- [Try it]
From the Holy Saturday reflections below, copy everything from "Meditation of Pope" down to "trembles with fear." word for word.

Below are two reflections on Holy Saturday shared at this morning's prayer service. The first is from a speech given by Pope Benedict on Holy Saturday in Turin, Italy, in 2010. The second is an adaptation of an ancient homily for Holy Saturday whose date and writer are unknown, though it is believed to have originated in the first or second century — within just a few generations of Jesus and his eyewitnesses.
Meditation of Pope Benedict XVI on Holy Saturday:
After having passed through the last century, humanity has become especially sensitive to the mystery of Holy Saturday. God’s concealment is part of the spirituality of contemporary man. There is an emptiness that continues to expand in the heart. . . . After the two World Wars, the concentration camps, the gulags, Hiroshima and Nagasaki, [and we could add, the pandemic] our epoch has become in ever great measure a Holy Saturday.
Ancient Homily on Holy Saturday:
Something strange is happening — there is a great silence on earth today, a great silence and stillness. The whole earth keeps silence because the King is asleep. The earth trembled and is still because God has fallen asleep in the flesh and He has raised up all who have slept ever since the world began. God has died in the flesh and hell trembles with fear.

- [Record extracts]
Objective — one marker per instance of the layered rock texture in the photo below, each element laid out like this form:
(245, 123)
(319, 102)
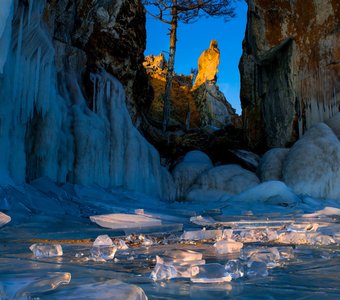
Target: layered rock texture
(63, 114)
(289, 69)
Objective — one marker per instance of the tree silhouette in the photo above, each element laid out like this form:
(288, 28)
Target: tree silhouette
(172, 12)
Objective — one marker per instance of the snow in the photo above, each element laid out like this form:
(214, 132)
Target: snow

- [Written response]
Meditation of Pope Benedict XVI on Holy Saturday:
After having passed through the last century, humanity has become especially sensitive to the mystery of Holy Saturday. God’s concealment is part of the spirituality of contemporary man. There is an emptiness that continues to expand in the heart. . . . After the two World Wars, the concentration camps, the gulags, Hiroshima and Nagasaki, [and we could add, the pandemic] our epoch has become in ever great measure a Holy Saturday.
Ancient Homily on Holy Saturday:
Something strange is happening — there is a great silence on earth today, a great silence and stillness. The whole earth keeps silence because the King is asleep. The earth trembled and is still because God has fallen asleep in the flesh and He has raised up all who have slept ever since the world began. God has died in the flesh and hell trembles with fear.